--- Start of Selected extract ---
What is shocking to me now, but seemed completely ordinary at the time, was the number of people on the streets and in the general area looking up at the towers. I don't know what happened to all these people, but there were a lot. I later reflected that my own curiosity almost put me at serious risk. I hope all these people made it to cover when the buildings fell.
I entered 2 Chase Manhattan Plaza at 9:53 AM. I remember looking at my watch. I showed my badge as always as I entered. People looked tense, but thus far systems were operating as normal. I pushed the “up” button on the elevator and waited, entering the first car that arrived in the lobby. As the elevator doors closed in front of me, it occurred to me that I had forgotten to buy coffee from the street vendor whom I visited daily. I thought about going back out to get my coffee, but I decided to check in upstairs first. I pushed the button for the third floor, where my office is located, and proceeded upward.
People were moving briskly about the third floor. Many were on cell phones and landlines. Many of my colleagues were huddled by the windows of the back conference room. My team-lead and manager looked relieved when they saw me. They had been trying to call me all morning, but of course could not get in touch on my cell phone. They checked my name off of a list and continued to try to get in touch with those people who had not arrived. My team-lead told me to call my family quickly and make sure they knew I was okay.
From my desk phone, I dialed my fiance’s cell phone number, but could not get a connection. I then left a message on our apartment answering machine in case she made it home. Then I called my father. He sounded grieved when he picked up the phone and relieved when he found it was me. My brother was on the other line asking where I was and whether I was okay. I told my father I had reached my building and was okay and that we were safe in the building. I told him to try to reach my fiancé so that he could tell her I was okay. I knew she would be frantic by this point.
The situation for the time being seemed to be calm but tense. While people were looking for colleagues who had not arrived yet, I think most people thought we were not in any danger, being as much as 2 blocks away. The planes had hit, but the buildings were standing. At what I now know was 10:05 AM, that all changed.
At 10:05 AM we began to hear a loud rumble that got louder and more intense over the next minute. I’m not sure, but I think the windows in the building were shaking. People started to yell and run from the windows. I was near my desk with my team-lead at this time. A black cloud blasted quickly past the windows outside. We had no idea what was going on, thinking there was another plane, or maybe even a bomb. My team-lead and I dove to the floor, hiding behind the wall that made our cube and covering our heads. It was a terrifying moment and no one knew what was coming next.
--- End of Selected extract ---
--- Start of Data lines ---
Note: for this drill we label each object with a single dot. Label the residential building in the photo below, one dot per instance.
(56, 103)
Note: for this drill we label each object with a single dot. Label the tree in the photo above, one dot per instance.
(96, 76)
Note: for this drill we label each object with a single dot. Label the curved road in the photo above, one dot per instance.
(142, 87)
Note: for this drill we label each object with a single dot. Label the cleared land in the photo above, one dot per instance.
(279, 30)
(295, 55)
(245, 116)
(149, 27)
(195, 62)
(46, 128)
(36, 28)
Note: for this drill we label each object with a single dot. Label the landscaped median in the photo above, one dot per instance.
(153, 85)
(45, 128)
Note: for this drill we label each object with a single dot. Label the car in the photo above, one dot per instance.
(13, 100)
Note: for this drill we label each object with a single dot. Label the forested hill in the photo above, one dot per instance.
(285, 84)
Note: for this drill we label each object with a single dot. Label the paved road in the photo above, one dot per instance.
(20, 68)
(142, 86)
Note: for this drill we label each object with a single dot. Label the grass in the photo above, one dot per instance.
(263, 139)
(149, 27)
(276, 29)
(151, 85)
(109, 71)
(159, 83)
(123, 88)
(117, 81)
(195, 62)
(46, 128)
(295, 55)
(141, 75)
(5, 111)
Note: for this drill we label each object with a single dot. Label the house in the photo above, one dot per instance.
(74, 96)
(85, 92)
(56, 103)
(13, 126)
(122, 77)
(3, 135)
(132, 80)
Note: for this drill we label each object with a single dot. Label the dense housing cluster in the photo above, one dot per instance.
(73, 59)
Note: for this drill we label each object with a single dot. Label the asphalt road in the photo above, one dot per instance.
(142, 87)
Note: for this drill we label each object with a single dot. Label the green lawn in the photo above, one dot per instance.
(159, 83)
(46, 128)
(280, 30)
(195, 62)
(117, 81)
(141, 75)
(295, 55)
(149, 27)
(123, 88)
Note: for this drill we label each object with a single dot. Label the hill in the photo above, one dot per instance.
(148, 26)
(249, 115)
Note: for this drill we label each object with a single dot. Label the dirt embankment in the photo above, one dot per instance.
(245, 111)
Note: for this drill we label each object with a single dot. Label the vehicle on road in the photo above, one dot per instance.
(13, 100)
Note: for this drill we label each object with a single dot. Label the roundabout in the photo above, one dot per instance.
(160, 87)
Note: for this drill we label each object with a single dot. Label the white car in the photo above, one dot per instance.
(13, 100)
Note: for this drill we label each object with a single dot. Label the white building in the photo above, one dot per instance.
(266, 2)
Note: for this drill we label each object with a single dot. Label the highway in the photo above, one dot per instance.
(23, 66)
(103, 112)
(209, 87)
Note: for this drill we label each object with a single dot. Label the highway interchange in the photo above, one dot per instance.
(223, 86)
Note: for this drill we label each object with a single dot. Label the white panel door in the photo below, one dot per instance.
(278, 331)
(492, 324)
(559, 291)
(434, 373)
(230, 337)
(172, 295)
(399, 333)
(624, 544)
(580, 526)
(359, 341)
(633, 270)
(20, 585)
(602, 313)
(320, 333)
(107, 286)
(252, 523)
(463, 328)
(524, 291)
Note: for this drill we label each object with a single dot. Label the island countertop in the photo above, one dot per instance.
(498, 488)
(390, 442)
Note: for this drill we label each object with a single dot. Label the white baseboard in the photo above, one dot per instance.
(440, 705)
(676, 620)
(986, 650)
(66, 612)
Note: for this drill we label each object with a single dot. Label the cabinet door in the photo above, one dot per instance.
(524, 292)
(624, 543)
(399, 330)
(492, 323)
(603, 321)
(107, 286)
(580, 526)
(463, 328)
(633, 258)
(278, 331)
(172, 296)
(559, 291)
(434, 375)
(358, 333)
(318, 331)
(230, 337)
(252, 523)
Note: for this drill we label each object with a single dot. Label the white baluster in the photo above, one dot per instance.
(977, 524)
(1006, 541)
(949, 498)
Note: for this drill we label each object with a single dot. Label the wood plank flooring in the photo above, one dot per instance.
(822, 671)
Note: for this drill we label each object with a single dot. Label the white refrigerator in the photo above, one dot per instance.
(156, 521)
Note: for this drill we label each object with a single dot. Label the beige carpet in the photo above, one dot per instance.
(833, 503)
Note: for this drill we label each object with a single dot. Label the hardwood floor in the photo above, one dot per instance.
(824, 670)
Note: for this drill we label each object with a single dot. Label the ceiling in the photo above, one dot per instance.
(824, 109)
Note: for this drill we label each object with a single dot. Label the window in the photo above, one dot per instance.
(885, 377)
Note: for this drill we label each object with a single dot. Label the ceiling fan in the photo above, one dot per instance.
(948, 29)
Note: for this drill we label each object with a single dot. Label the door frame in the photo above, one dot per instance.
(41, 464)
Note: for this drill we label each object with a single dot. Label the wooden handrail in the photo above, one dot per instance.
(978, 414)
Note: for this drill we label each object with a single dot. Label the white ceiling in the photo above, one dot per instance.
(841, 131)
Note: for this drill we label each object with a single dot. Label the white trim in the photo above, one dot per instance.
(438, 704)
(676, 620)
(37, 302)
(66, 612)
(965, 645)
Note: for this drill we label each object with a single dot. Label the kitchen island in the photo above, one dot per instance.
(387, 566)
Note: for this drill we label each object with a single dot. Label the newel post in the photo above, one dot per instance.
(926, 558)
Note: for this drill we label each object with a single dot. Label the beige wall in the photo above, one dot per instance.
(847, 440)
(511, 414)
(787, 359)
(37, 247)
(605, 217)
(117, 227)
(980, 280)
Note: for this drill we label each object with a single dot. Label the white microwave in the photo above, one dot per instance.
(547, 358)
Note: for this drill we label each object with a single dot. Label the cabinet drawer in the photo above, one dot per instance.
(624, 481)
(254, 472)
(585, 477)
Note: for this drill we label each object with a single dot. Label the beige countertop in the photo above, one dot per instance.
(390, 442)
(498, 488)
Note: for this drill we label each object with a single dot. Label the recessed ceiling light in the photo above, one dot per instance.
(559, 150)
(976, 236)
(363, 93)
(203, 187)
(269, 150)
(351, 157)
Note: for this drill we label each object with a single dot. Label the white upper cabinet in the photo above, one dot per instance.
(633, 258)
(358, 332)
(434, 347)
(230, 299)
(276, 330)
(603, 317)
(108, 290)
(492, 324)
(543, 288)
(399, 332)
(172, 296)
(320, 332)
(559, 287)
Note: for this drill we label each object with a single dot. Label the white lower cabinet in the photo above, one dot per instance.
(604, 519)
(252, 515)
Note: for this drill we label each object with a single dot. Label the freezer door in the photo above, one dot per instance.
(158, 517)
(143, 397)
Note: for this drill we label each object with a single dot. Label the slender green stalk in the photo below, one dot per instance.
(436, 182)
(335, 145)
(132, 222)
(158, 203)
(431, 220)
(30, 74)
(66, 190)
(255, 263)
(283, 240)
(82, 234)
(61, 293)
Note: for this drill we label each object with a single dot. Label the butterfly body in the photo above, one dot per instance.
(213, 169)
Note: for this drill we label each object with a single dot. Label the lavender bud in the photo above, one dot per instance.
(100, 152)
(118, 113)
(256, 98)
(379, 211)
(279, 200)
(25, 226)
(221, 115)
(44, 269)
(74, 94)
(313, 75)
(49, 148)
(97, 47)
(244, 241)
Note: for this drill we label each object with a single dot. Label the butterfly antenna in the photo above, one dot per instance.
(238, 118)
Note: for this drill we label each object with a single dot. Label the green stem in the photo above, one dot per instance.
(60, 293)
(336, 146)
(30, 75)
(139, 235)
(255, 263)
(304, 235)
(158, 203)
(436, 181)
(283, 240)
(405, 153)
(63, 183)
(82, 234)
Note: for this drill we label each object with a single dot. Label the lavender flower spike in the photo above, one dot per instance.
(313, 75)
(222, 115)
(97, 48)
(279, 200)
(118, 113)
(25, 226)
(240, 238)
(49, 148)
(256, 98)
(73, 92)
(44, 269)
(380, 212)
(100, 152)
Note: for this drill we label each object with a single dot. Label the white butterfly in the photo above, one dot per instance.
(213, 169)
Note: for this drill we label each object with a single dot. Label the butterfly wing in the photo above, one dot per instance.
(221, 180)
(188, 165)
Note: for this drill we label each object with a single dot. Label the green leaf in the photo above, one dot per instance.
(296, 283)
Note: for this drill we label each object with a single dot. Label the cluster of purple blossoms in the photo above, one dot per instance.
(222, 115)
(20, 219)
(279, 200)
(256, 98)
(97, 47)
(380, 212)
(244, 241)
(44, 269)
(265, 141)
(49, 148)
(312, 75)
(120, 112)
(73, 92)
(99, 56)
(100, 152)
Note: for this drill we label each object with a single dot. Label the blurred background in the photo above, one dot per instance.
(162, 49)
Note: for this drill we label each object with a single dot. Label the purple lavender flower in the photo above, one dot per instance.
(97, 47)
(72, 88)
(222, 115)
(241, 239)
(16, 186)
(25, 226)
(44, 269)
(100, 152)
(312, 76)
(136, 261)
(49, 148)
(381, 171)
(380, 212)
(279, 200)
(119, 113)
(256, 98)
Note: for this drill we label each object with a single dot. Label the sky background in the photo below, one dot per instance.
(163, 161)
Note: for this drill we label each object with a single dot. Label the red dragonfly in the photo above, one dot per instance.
--- End of Data lines ---
To-do list –
• a. List every member of the narrator's family who is mentioned in the account.
• b. According to the account, on which floor of the building is the narrator's office?
The records have no part in this work.

Results of the tasks –
• a. The narrator's fiancée, father, and brother.

• b. The third floor.